## SET EXERCISE A
Answer these questions using the evaluation of Anton's replies:
(i) Which four criteria are used to assess the replies?
(ii) What rating does Anton's reply receive for relevance?
(iii) According to the assessment of power, what does Anton do with the problem instead of resolving its logical structure?
## SET EXERCISE B
Reproduce the evaluation of Anton's replies from "Excellent — now" up to and including "your dependency argument.", leaving every word unchanged.
## SET EXERCISE C
Carry on the evaluation of Anton's replies from the point at which it stops.

## START TEXT SECTION

Excellent — now we’ve got Anton’s replies on the table, so we can assess them under your chosen criteria: relevance, significance, power, and consistency. I’ll go point by point, matching his answers to your objections.

1. On beliefs obscuring raw experience

Anton’s reply:

“If by reality you mean the noumena then beliefs are the best you can wish for.”
“If we talk about Truth as Phenomenological Truth, then all concepts are pure hallucination, because raw unfiltered experience is completely empty – so any attempt whatsoever to think about it will be wrong the moment you start thinking about it.”

Relevance: Medium. He shifts from your question about dependency (beliefs derived from experience) to a broader Kantian distinction (noumena vs phenomena). He addresses “obscuration” only indirectly by saying “all concepts are hallucination.” That sidesteps your dependency argument.

Significance: High in terms of his framework — he’s basically redefining “raw experience” as empty and any belief as distortion. But this answer radically transforms the initial position: it now sounds more like a mystical/nihilistic stance (“emptiness,” no-thought) rather than Husserlian bracketing.

Power: Weak as a reply to your objection. Your question was: how can beliefs obscure what they depend on? He doesn’t resolve the logical structure, but instead dissolves the problem by saying experience itself is empty. That avoids, but doesn’t neutralize, your critique.

## END TEXT SECTION
## START PROVIDED RECORDS

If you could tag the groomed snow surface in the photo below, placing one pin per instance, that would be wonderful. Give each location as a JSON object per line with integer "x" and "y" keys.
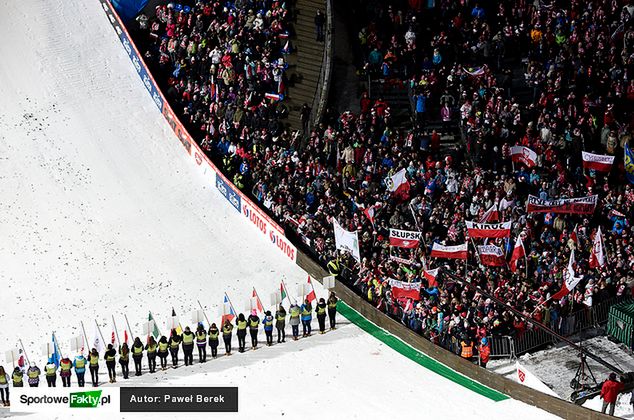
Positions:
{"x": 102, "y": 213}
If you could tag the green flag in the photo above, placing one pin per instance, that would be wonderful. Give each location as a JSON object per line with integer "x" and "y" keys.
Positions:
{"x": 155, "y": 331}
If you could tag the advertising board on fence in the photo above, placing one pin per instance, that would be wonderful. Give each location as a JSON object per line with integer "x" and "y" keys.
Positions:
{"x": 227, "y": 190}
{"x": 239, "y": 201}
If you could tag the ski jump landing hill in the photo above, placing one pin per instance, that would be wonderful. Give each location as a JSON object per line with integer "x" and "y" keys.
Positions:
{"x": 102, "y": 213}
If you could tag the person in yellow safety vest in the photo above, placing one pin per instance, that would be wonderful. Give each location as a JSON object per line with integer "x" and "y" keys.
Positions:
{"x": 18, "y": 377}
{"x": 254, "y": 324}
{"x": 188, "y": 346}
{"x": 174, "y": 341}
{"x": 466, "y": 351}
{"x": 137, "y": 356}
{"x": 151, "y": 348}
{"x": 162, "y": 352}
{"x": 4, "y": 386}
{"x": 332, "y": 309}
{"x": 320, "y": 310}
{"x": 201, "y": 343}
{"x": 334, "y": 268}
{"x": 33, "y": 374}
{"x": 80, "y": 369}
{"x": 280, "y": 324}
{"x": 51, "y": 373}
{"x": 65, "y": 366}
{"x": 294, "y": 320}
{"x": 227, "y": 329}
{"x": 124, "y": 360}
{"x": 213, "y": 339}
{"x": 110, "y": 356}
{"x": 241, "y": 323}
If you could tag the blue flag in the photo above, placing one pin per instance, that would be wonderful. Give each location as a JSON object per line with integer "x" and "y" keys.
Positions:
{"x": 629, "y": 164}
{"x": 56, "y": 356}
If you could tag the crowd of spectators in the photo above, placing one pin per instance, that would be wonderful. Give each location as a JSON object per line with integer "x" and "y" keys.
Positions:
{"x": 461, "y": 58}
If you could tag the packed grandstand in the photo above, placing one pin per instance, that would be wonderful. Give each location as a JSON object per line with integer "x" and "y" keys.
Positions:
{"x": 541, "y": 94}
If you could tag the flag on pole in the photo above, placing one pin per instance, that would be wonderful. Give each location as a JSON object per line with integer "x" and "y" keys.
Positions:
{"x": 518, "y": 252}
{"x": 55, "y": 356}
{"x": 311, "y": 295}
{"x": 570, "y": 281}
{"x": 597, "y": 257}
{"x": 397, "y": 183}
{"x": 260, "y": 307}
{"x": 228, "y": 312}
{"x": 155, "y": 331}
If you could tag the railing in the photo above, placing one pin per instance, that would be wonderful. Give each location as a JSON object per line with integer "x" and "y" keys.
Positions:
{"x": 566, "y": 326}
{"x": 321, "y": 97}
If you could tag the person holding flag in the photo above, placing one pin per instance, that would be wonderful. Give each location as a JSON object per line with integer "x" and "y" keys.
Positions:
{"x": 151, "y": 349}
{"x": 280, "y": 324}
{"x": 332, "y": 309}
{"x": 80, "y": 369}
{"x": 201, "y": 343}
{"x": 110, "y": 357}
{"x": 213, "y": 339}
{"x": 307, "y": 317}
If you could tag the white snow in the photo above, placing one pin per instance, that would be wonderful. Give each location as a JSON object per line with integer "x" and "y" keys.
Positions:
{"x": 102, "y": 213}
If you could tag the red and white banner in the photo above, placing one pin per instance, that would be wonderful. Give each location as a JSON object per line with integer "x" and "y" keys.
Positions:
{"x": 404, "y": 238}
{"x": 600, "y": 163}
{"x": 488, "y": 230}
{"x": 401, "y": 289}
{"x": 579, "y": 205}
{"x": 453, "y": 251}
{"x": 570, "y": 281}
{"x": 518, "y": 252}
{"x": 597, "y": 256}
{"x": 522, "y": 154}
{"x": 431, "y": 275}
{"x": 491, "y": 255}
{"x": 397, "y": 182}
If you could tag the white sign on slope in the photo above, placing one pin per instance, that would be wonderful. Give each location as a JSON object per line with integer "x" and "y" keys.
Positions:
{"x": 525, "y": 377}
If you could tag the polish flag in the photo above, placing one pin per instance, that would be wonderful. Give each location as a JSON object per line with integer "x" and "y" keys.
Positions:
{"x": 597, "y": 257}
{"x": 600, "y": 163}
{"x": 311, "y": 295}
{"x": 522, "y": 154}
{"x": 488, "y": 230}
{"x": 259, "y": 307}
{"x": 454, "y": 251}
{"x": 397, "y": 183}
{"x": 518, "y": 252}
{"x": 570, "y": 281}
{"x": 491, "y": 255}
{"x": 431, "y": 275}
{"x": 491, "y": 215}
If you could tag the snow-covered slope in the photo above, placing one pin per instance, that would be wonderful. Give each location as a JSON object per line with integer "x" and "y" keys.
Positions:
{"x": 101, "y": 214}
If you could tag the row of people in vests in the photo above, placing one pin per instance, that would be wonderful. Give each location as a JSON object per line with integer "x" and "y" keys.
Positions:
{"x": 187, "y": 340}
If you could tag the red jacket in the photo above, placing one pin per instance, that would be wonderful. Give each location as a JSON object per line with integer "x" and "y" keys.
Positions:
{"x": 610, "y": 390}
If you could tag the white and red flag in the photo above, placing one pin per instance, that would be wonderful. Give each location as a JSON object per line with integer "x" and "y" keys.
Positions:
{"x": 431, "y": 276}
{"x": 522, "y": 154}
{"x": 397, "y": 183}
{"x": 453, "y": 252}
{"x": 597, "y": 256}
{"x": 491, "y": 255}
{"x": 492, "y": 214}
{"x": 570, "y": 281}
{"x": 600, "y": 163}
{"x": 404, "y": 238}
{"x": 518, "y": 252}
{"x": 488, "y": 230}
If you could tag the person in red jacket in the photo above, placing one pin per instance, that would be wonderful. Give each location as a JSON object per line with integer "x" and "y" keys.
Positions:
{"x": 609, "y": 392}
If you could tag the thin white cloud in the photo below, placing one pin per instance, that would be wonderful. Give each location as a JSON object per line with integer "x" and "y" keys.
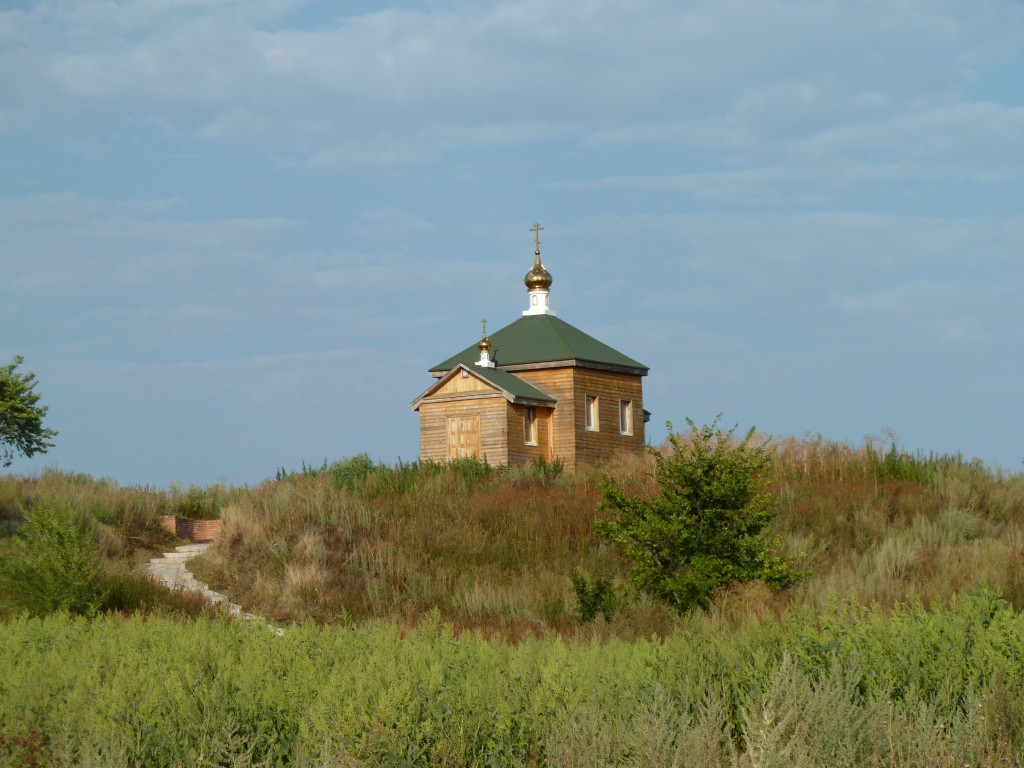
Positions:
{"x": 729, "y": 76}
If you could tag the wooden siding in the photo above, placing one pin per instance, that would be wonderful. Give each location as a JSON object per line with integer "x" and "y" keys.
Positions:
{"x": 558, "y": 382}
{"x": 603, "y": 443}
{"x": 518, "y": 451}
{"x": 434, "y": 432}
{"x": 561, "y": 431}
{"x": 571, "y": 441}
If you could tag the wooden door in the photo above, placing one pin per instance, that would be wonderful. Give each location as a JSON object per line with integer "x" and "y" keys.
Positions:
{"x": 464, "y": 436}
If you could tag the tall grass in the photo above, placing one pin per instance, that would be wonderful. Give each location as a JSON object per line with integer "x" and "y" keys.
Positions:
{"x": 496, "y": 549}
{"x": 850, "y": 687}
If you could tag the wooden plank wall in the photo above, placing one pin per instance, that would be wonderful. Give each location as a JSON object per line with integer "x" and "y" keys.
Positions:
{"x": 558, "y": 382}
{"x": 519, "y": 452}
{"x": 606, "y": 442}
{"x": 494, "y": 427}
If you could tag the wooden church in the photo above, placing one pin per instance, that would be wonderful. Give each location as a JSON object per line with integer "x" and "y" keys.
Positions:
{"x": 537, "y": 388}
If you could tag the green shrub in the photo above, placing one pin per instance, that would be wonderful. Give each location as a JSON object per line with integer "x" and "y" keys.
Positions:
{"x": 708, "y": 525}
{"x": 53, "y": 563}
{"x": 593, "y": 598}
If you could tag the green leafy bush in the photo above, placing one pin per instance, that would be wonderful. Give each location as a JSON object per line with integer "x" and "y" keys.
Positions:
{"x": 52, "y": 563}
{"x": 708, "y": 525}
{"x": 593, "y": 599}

## END PROVIDED RECORDS

## FINAL RESULT A
(i) Relevance, significance, power, and consistency.
(ii) Medium.
(iii) He dissolves the problem by saying that experience itself is empty.

## FINAL RESULT B
Excellent — now we’ve got Anton’s replies on the table, so we can assess them under your chosen criteria: relevance, significance, power, and consistency. I’ll go point by point, matching his answers to your objections.

1. On beliefs obscuring raw experience

Anton’s reply:

“If by reality you mean the noumena then beliefs are the best you can wish for.”
“If we talk about Truth as Phenomenological Truth, then all concepts are pure hallucination, because raw unfiltered experience is completely empty – so any attempt whatsoever to think about it will be wrong the moment you start thinking about it.”

Relevance: Medium. He shifts from your question about dependency (beliefs derived from experience) to a broader Kantian distinction (noumena vs phenomena). He addresses “obscuration” only indirectly by saying “all concepts are hallucination.” That sidesteps your dependency argument.

## FINAL RESULT C
Consistency: Moderate. He’s consistent with a strong phenomenological/mystical line (concept = hallucination, emptiness as ground), but inconsistent with the original claim that beliefs “obscure” experience. If raw experience is “empty,” there’s nothing to obscure in the first place.

2. On construct vs direct experience

Anton’s reply:

“I think you may have misunderstood. … I propose a duality between the unreachable by science (yet) experience, and the actual physical world which can be described by science in some sense.”

Relevance: Medium-high. He acknowledges your concern but reframes his position. Instead of “construct vs experience,” he now says “experience vs scientific description.” That’s not the same dichotomy you critiqued, so he’s partly dodging the issue.

Significance: Moderate. This clarification softens his position — it drifts away from radical constructivism toward a pragmatic dualism (phenomenal vs scientific world). But it also abandons the sharp constructivist bite that triggered your critique in the first place.

Power: Weak against your objection. Your critique forced him to retreat into vagueness: “the unreachable by science (yet)” is not a clear ontological stance. It doesn’t explain whether raw impressions exist or not, nor whether “construct” means willful schema or constitution of consciousness.

Consistency: Low-to-moderate. He started with “reality as construct,” now he’s shifted to “two domains (experience vs science).” These don’t line up cleanly. It sounds like a redefinition to escape the force of your question.

3. On truth beyond constructs

Anton’s reply:

“What kind of truth are you talking about?”

Relevance: Low. This is a deflection rather than an answer. You asked whether there is any truth in addition to constructs; he avoids engagement by shifting the burden back onto you.

Significance: Low. This doesn’t deepen his position, just sidesteps.

Power: Very weak as a reply — it reads as evasive rather than constructive.

Consistency: Neutral. He doesn’t commit himself, so no inconsistency, but also no substantive position.

4. On language and logic

Anton’s reply:

“Are simply the grammar of how the mind works, they are not tools of truth, but of practicality and survival.”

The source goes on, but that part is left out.